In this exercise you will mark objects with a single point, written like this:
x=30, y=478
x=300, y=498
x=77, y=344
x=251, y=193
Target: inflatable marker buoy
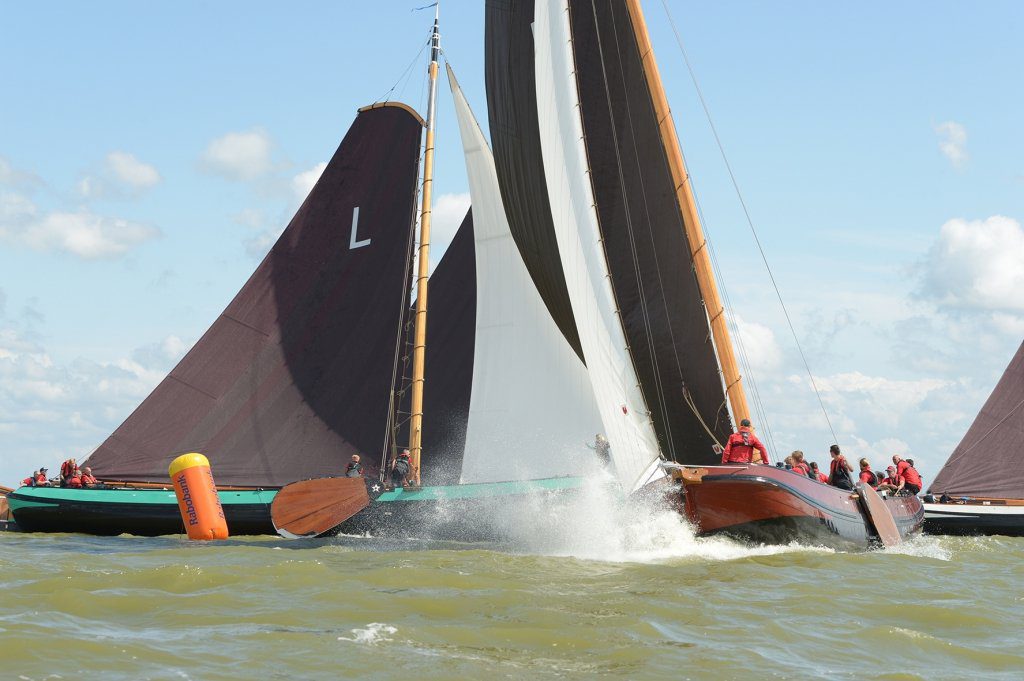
· · · ·
Requirement: The entries above need to be transcribed word for word, and the pictures stay out.

Response:
In this exercise you will mark objects with a single point, written like this:
x=30, y=478
x=300, y=498
x=77, y=344
x=251, y=193
Target: inflatable marker buoy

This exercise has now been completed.